### Consigne
Reproduisez mot pour mot l'intégralité de l'extrait d'entretien qui suit.

### Extrait du document
- - - - -

Arthur : Est-ce que la solitude de l’indépendance elle était nécessaire ? Est-ce que t’aurais vraiment pas pu travailler dans une grosse compagnie ? T’as des mots très durs sur l’industrie musicale.

Chaton : Déjà je suis pas seul dans mon combat. 

Je pense que l’indépendance c’est la liberté. Et que la liberté ça a un coup, un prix. Et ce dans tous les domaines, dans toutes les vies, dans tous les registres. Et en même temps c’est tellement précieux. 

C’est pas tant qu’on va t’interdire ou t’empêcher de dire des choses quand t’es avec des gens qui donnent de l’argent, qui investissent sur toi. C’est plutôt qu’on va te conseiller de pas le dire. 

Et en fait on le fait avec une sorte de bienveillance et c’est la pire chose. Moi je l’ai vécu toute ma vie et pas que pour moi mais aussi sur les gens avec qui j’ai travaillé etc.

- - - - -

### Données brutes
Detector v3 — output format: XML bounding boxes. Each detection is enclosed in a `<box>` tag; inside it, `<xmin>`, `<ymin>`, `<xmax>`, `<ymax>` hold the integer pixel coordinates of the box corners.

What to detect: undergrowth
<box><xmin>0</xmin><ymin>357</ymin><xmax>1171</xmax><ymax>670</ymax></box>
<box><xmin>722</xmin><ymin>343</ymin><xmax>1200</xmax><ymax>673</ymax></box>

- - - - -

### Réponse rédigée
Arthur : Est-ce que la solitude de l’indépendance elle était nécessaire ? Est-ce que t’aurais vraiment pas pu travailler dans une grosse compagnie ? T’as des mots très durs sur l’industrie musicale.

Chaton : Déjà je suis pas seul dans mon combat. 

Je pense que l’indépendance c’est la liberté. Et que la liberté ça a un coup, un prix. Et ce dans tous les domaines, dans toutes les vies, dans tous les registres. Et en même temps c’est tellement précieux. 

C’est pas tant qu’on va t’interdire ou t’empêcher de dire des choses quand t’es avec des gens qui donnent de l’argent, qui investissent sur toi. C’est plutôt qu’on va te conseiller de pas le dire. 

Et en fait on le fait avec une sorte de bienveillance et c’est la pire chose. Moi je l’ai vécu toute ma vie et pas que pour moi mais aussi sur les gens avec qui j’ai travaillé etc.